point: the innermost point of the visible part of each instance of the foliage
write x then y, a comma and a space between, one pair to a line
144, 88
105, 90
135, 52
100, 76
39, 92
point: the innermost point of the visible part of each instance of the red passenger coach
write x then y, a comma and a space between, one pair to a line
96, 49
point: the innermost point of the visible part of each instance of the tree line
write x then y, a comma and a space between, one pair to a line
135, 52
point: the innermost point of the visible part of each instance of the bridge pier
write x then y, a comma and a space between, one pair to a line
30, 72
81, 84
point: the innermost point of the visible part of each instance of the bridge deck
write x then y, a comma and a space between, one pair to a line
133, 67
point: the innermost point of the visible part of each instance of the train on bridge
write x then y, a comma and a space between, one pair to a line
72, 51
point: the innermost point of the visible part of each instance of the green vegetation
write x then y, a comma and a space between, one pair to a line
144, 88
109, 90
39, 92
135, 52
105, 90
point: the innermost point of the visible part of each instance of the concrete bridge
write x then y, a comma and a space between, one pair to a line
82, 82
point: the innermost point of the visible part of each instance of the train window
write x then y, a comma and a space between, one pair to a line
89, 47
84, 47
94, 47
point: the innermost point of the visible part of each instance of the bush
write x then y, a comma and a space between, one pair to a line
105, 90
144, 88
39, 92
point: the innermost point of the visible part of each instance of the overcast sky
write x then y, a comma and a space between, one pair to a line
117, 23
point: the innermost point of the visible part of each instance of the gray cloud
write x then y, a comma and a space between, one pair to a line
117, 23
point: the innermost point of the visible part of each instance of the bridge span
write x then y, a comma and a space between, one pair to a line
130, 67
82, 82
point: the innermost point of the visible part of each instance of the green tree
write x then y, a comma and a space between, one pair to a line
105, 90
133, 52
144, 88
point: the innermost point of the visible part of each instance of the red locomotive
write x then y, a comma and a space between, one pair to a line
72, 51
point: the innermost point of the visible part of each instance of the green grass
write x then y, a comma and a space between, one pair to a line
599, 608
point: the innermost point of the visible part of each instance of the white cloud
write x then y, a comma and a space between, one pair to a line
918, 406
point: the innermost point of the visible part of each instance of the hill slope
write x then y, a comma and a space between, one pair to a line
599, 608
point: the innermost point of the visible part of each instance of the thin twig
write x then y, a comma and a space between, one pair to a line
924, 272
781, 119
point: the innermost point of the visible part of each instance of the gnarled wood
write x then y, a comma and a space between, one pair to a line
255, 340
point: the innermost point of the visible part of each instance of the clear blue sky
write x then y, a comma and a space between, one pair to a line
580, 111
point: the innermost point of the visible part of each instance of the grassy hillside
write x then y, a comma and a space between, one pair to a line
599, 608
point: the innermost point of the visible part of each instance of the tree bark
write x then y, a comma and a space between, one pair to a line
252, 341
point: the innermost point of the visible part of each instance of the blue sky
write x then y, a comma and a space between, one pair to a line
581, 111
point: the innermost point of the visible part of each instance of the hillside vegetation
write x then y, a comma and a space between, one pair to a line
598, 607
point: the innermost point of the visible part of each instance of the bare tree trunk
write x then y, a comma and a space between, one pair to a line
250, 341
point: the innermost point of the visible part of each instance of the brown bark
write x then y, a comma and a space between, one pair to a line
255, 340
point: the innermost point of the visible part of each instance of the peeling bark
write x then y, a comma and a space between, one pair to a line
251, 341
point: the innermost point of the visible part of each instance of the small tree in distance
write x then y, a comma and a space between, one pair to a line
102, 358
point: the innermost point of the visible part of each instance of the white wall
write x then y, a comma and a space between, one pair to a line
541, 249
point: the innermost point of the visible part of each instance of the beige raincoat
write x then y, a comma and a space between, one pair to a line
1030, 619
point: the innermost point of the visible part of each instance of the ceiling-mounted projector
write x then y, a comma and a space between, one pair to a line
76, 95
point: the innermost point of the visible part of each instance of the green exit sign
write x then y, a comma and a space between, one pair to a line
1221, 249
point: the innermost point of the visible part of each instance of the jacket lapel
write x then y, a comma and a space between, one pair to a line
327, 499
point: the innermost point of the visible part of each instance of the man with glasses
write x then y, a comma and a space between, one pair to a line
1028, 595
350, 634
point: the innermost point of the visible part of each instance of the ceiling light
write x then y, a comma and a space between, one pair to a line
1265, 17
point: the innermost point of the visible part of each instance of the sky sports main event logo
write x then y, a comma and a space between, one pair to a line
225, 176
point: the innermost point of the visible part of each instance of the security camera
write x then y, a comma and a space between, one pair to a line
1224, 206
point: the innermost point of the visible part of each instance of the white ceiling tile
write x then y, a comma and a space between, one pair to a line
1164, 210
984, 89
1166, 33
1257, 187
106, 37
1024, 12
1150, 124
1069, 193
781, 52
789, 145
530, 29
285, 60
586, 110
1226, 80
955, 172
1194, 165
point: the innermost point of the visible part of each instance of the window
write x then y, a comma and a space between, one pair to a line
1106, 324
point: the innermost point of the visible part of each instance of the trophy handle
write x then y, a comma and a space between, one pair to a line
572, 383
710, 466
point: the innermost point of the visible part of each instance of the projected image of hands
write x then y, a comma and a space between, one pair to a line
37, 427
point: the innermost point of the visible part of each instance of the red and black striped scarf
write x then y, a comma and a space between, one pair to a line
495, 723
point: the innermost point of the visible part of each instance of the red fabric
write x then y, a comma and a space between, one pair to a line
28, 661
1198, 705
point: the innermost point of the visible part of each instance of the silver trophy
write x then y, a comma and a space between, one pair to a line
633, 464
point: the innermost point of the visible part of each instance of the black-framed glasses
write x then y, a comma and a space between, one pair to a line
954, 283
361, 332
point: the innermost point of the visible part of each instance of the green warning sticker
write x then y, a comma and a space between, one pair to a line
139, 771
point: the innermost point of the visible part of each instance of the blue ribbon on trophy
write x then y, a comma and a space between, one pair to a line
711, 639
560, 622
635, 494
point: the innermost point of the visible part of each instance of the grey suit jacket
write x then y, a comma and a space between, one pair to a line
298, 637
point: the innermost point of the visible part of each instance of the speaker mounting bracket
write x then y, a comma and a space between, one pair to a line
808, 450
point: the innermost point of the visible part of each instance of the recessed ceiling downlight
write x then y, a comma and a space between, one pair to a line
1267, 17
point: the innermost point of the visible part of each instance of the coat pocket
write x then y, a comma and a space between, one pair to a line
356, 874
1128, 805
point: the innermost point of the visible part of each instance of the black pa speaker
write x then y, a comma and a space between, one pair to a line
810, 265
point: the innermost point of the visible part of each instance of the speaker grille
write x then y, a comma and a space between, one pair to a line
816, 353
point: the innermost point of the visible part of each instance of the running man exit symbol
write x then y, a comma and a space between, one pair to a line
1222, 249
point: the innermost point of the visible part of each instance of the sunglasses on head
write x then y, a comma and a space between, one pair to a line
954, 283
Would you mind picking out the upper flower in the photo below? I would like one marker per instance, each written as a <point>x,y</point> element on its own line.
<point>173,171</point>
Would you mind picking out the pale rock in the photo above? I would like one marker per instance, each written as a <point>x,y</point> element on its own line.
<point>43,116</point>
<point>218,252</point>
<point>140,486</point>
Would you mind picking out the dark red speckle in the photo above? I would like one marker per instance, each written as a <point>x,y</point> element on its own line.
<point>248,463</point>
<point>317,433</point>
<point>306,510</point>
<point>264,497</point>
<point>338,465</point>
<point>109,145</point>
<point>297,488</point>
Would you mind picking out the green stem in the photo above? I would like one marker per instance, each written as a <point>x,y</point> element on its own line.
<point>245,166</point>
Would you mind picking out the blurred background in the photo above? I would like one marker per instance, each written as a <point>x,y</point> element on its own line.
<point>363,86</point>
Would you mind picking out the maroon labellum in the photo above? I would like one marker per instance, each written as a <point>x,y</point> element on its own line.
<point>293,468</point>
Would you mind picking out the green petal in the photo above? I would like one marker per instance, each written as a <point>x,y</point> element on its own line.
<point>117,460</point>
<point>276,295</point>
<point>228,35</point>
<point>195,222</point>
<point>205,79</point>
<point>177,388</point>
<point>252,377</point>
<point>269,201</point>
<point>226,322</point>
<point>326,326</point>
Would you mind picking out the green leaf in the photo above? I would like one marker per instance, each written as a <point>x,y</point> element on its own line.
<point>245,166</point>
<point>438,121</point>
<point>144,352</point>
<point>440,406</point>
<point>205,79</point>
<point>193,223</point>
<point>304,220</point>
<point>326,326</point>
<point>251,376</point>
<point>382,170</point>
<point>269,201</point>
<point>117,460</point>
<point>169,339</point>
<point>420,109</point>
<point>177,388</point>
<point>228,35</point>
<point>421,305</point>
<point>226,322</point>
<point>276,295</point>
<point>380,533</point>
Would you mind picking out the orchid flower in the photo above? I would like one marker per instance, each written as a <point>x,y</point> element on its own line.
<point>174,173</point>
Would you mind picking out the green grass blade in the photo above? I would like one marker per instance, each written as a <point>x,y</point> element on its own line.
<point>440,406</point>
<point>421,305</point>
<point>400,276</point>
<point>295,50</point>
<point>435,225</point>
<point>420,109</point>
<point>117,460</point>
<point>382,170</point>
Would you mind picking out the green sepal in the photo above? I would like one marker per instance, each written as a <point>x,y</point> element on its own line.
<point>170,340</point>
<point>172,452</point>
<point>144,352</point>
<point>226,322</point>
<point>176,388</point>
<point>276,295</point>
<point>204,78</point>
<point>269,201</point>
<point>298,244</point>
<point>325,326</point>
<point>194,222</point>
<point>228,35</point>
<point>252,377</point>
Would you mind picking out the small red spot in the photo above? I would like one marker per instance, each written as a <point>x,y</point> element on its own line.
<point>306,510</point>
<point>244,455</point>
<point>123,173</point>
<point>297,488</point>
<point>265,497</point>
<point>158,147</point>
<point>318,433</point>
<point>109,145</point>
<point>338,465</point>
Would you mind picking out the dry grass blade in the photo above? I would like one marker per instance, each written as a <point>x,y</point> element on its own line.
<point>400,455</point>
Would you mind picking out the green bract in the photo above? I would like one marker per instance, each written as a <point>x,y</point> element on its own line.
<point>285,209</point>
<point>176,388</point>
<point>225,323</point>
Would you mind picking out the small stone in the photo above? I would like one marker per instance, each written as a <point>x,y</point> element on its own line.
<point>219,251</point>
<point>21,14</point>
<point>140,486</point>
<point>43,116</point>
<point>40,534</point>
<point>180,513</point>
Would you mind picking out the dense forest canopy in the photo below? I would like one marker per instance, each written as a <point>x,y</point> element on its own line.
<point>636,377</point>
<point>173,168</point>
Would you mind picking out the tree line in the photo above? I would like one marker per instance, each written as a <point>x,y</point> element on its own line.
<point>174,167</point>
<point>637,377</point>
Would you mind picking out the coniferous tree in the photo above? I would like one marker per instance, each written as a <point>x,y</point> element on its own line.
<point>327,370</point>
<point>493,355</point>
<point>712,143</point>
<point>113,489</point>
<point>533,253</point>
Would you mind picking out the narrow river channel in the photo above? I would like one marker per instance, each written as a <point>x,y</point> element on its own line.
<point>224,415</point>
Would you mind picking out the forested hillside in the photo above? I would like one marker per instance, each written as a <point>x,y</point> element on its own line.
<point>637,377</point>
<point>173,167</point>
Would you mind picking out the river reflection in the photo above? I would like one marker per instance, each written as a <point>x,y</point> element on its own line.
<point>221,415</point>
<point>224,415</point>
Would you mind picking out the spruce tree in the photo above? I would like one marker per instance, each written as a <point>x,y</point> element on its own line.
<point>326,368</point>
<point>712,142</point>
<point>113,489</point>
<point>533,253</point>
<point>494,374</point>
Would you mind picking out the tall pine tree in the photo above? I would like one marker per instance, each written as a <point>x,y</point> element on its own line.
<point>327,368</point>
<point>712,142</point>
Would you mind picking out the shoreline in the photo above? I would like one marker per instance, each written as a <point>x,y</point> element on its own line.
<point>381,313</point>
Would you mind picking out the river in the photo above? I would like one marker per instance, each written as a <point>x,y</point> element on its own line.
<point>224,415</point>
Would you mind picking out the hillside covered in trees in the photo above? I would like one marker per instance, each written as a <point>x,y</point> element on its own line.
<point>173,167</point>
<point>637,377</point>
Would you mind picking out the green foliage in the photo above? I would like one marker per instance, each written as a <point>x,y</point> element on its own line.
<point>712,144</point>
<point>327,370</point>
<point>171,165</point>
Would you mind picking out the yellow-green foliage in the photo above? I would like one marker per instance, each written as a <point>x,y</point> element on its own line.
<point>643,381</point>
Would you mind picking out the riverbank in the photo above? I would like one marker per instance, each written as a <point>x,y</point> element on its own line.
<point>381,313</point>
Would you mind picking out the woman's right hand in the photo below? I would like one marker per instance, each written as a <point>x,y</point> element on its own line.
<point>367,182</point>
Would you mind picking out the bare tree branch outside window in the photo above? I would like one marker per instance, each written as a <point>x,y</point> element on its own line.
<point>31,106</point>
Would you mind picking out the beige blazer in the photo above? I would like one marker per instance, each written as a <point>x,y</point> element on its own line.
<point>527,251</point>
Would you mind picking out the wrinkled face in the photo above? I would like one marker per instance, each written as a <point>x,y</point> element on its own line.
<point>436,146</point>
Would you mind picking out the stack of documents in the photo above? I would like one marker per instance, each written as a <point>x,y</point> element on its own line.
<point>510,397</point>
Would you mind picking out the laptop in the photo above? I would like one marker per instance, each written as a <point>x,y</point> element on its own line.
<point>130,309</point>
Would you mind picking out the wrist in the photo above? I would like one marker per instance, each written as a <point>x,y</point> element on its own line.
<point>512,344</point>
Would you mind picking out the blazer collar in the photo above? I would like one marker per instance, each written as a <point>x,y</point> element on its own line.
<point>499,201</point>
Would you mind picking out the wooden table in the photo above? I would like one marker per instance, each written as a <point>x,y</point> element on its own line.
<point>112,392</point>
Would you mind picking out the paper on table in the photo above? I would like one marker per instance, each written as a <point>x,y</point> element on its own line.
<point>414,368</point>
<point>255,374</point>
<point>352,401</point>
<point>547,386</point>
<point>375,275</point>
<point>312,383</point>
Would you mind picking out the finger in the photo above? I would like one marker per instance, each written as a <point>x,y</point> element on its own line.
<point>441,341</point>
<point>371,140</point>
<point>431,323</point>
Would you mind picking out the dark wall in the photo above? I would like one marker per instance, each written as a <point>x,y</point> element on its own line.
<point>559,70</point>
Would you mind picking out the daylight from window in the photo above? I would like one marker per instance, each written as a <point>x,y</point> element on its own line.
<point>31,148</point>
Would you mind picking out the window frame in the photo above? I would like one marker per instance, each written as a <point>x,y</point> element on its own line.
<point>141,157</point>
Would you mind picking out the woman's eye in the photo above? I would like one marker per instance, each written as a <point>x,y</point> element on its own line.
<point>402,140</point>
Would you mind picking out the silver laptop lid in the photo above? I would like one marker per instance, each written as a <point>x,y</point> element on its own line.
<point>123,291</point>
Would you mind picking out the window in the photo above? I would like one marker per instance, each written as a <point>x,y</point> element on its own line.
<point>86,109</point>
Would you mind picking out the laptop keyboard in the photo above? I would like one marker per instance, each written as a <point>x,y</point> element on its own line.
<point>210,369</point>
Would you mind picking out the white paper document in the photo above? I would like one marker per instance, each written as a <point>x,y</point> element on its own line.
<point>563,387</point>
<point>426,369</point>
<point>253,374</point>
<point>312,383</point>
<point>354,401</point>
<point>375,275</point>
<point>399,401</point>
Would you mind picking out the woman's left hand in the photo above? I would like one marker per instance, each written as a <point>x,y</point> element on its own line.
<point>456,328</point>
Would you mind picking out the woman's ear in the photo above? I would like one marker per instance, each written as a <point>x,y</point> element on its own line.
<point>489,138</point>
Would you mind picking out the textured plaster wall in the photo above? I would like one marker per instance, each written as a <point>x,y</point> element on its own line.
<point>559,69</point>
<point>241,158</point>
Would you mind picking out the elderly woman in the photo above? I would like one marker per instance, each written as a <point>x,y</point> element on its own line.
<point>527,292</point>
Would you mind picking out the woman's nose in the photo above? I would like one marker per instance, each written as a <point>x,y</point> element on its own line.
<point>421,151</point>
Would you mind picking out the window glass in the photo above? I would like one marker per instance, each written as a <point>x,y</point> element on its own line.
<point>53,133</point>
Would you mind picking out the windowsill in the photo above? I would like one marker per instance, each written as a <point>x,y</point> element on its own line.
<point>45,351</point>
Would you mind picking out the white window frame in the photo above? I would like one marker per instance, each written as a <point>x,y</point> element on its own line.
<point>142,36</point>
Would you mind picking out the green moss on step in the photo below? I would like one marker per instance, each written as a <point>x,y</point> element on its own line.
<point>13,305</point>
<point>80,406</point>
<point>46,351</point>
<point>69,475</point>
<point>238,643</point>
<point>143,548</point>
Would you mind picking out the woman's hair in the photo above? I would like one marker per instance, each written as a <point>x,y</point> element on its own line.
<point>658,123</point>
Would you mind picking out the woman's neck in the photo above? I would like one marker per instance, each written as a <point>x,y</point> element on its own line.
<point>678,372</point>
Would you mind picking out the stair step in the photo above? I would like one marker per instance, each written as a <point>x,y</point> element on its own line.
•••
AIM OF THE EXERCISE: Lines from the records above that hold "black" are the ones to list.

FINAL ANSWER:
point: the innermost point of the visible part of each instance of the red and black striped scarf
point: the innermost point of the visible part of each instance of the black-framed glasses
point: the innermost point of the visible part of each instance of the black pa speaker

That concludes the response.